[Point annotation records]
(begin)

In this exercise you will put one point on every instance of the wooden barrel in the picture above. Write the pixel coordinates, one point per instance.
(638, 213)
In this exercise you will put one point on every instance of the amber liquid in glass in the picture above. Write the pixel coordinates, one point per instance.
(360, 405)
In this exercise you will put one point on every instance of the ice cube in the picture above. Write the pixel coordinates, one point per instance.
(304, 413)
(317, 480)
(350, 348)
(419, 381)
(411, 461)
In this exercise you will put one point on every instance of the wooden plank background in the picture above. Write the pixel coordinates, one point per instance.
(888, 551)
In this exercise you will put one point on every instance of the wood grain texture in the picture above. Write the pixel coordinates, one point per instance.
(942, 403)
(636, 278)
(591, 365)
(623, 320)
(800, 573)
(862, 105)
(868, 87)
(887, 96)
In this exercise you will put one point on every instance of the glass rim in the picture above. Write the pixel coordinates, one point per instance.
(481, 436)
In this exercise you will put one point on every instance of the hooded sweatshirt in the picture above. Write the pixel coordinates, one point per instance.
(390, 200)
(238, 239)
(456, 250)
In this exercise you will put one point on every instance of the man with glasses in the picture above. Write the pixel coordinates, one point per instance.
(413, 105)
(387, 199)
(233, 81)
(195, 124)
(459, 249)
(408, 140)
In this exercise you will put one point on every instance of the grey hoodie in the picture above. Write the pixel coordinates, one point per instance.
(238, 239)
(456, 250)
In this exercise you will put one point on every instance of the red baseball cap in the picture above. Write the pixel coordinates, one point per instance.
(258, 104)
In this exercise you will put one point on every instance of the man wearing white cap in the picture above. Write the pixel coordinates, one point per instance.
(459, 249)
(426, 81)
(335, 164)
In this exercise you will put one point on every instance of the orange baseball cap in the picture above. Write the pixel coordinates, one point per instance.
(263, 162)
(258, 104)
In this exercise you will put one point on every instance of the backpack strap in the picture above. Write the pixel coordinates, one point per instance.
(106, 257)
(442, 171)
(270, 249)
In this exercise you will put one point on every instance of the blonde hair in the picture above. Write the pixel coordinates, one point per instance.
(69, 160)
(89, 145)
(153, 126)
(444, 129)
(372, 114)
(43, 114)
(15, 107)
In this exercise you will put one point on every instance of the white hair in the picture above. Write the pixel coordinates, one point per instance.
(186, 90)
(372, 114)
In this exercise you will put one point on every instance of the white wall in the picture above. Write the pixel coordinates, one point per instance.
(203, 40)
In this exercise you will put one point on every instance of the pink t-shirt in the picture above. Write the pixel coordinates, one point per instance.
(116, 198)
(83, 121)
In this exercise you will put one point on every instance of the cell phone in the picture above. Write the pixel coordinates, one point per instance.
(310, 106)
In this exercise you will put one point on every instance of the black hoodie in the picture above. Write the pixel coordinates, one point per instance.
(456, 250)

(end)

GOAL OF THE EXERCISE -
Transcribe each entry exactly.

EXERCISE RESPONSE -
In this exercise you will put one point on every instance of the wooden barrel in the picture above. Write the pixel coordinates, one point per instance.
(638, 213)
In this exercise you will put one point on every instance of the amber liquid in glass in the picture above. Write the pixel coordinates, one point per instance.
(360, 405)
In this exercise you will put one point on every instance of the ice cube in the picture above. Write the pixel coordinates, one point per instance.
(304, 413)
(317, 480)
(350, 348)
(419, 381)
(411, 461)
In this exercise you will put one point on every instance of the wooden plank background in the picture above. Write the pixel coordinates, one point per instance.
(888, 551)
In this exercise you will put one point on every instance of the wood grain texture in the picture above. Write the pixel coordinates, one point per instance.
(942, 403)
(636, 278)
(591, 365)
(623, 320)
(800, 573)
(862, 105)
(868, 87)
(887, 96)
In this exercise you will put one point on every instance of the glass rim in the picture above. Write the pixel coordinates, one point per instance.
(481, 436)
In this exercise you will put one point on every instance of the hooded sweatshirt in the picture above. Write the pixel coordinates, one point per instance.
(390, 200)
(238, 239)
(456, 250)
In this exercise you will put one point on every instance of the man with glasses in the picture above. Write the pixel coordinates, one point per instance.
(413, 105)
(387, 199)
(233, 81)
(195, 124)
(459, 249)
(408, 140)
In this exercise you will put one point on every instance of the grey hoodie in the picture above. Write the pixel coordinates, one point per instance.
(238, 239)
(456, 250)
In this exercise you will put one point on every instance of the red baseball cap in the picture above. Write the pixel coordinates, one point per instance.
(258, 104)
In this exercise you will put one point on every instance of the man wearing white cap in the picture above. Write the pixel coordinates, one point per instance.
(459, 249)
(426, 81)
(335, 164)
In this exercise you will put one point on every instance of the orange baseball cap in the picture above. Write the pixel coordinates, one point per instance.
(263, 162)
(258, 104)
In this exercise you will put one point on every instance of the backpack strap in the picture above. Write the pixel coordinates, one point per instance.
(106, 257)
(442, 171)
(270, 249)
In this exercise you will put one point on every instance of the blonde hair in the picture above. Write the pixel coordinates, one point per instance.
(69, 160)
(89, 145)
(153, 126)
(444, 129)
(372, 114)
(43, 114)
(15, 107)
In this exercise you will put one point on every instance of the white hair in the picture above. Write the pixel coordinates, one point per instance.
(186, 90)
(372, 114)
In this exercise you will put one point on every instance of the white wall in the picture above. Write the pixel coordinates, one point per instance.
(203, 40)
In this exercise you will put one point on every instance of the pink t-shirt in the picture above. Write the pixel coordinates, one point per instance.
(116, 198)
(83, 121)
In this exercise you will put one point on every instance of the cell phone in the picture above. Write the pixel coordinates, one point per instance.
(310, 106)
In this exercise you will put one point on every instance of the black hoodie in the picture above. Write the pixel coordinates, one point per instance.
(456, 250)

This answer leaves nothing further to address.